Your objective: Everything from the line with "Expected behaviour: the" through the final line below should be copied out exactly, and nothing else should appear.

########

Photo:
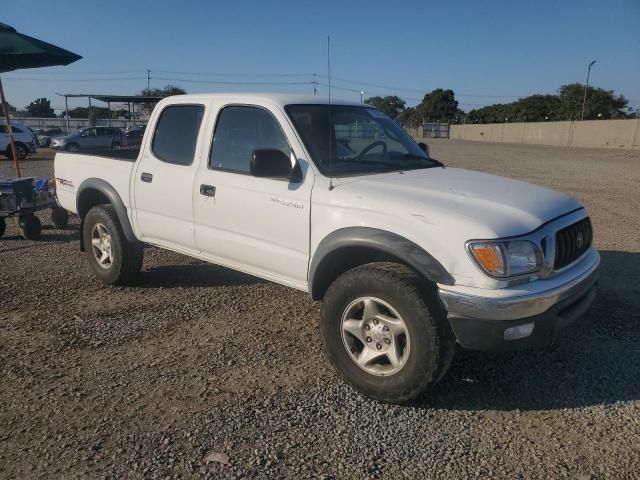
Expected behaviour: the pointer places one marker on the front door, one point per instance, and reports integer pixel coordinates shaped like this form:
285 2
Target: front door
163 181
259 225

########

Solution:
Expected behaviour: the pointer places one marker on the front door, one point per instance, and reports integer pixel coordinates shaped like this form:
285 2
Target: front door
163 181
259 225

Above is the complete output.